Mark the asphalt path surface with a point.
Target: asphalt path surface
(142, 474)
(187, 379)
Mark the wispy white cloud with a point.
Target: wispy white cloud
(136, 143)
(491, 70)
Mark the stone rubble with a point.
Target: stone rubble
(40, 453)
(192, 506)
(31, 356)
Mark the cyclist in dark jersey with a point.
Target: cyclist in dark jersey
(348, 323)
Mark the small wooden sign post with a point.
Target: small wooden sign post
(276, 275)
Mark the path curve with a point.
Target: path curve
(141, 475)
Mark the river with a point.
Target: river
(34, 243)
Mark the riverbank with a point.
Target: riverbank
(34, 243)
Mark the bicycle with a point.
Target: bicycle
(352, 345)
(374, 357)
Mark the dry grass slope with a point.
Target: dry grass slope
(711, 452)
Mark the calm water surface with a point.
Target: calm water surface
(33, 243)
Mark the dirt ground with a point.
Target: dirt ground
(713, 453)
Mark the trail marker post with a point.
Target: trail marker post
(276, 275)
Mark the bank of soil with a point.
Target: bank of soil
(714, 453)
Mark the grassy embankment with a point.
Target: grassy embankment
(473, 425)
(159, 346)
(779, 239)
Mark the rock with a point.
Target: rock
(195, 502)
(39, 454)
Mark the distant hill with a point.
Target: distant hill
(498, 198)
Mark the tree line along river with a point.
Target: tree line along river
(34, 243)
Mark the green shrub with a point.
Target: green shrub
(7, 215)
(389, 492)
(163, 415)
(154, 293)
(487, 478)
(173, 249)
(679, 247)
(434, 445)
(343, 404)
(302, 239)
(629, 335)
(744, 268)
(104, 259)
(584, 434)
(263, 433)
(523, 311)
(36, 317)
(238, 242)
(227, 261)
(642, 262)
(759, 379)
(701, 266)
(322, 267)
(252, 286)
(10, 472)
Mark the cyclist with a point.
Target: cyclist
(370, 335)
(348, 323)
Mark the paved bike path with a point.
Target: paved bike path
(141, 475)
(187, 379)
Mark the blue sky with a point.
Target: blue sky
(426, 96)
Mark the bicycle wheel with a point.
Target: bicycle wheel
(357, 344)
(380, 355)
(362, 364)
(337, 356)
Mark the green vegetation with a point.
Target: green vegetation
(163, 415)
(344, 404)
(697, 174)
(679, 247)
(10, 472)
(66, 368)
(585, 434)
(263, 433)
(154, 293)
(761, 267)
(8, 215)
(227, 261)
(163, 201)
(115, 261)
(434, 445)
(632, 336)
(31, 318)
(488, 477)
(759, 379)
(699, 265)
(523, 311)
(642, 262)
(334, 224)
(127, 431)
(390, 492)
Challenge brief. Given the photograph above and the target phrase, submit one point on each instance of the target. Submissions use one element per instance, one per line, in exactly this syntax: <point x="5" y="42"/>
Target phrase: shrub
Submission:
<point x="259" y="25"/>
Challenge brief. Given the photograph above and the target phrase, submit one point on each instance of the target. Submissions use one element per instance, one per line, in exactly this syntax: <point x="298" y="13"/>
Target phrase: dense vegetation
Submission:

::::::

Reproduce the entries above exactly.

Mark the asphalt path surface with a point.
Target: asphalt path surface
(142, 474)
(187, 379)
Mark the wispy white cloud with a point.
Target: wispy white cloud
(136, 143)
(491, 70)
Mark the stone rubble with a point.
Target: stone rubble
(40, 453)
(192, 506)
(31, 356)
Mark the cyclist in dark jersey with a point.
Target: cyclist in dark jersey
(348, 323)
Mark the small wooden sign post with a point.
Target: small wooden sign post
(276, 275)
Mark the path curve with a point.
Target: path curve
(141, 475)
Mark the river with a point.
Target: river
(34, 243)
Mark the riverbank with a point.
Target: riverbank
(34, 243)
Mark the bicycle with a point.
Target: bicycle
(352, 345)
(374, 357)
Mark the dry grass slope with a point.
Target: dry grass slope
(711, 452)
Mark the calm water surface with a point.
Target: calm water surface
(33, 243)
Mark the dirt ground with a point.
Target: dirt ground
(713, 453)
Mark the trail marker post with a point.
Target: trail marker post
(276, 275)
Mark the bank of soil with a point.
Target: bank of soil
(714, 453)
Mark the grassy embankment with a point.
Target: grassy embankment
(473, 425)
(159, 346)
(779, 239)
Mark the rock with a point.
Target: rock
(195, 502)
(39, 454)
Mark the distant hill with a point.
Target: distant hill
(498, 198)
Mark the tree line along river with a point.
Target: tree line along river
(34, 243)
Mark the green shrub with a point.
Target: green shrub
(7, 215)
(389, 492)
(163, 415)
(154, 293)
(487, 478)
(173, 249)
(679, 247)
(434, 445)
(343, 404)
(302, 239)
(629, 335)
(744, 268)
(104, 259)
(584, 434)
(263, 433)
(523, 311)
(36, 317)
(238, 242)
(227, 261)
(642, 262)
(759, 379)
(701, 266)
(322, 267)
(252, 286)
(10, 472)
Mark the cyclist with a point.
Target: cyclist
(370, 335)
(348, 323)
Mark the paved bike path with a point.
Target: paved bike path
(141, 475)
(187, 379)
Mark the blue sky with a point.
Target: blue sky
(426, 96)
Mark the bicycle wheel with a point.
Target: bicycle wheel
(357, 344)
(380, 355)
(362, 364)
(337, 356)
Mark the green vegetation with a point.
Target: green vegetation
(163, 415)
(344, 404)
(697, 174)
(679, 247)
(10, 472)
(66, 368)
(585, 434)
(263, 433)
(154, 293)
(761, 267)
(8, 215)
(227, 261)
(163, 201)
(115, 261)
(434, 445)
(632, 336)
(31, 318)
(488, 477)
(759, 379)
(699, 265)
(523, 311)
(642, 262)
(334, 224)
(127, 431)
(390, 492)
Challenge brief. Given the photograph above and the target phrase, submit one point on each instance of the target. Submissions use one element per instance, one per line, in exactly this syntax: <point x="5" y="42"/>
Target phrase: shrub
Submission:
<point x="259" y="25"/>
Challenge brief. Given the photograph above and the target phrase, submit one point on each instance of the target. Submissions use one element per instance, one per line, in exactly this syntax: <point x="298" y="13"/>
Target phrase: dense vegetation
Submission:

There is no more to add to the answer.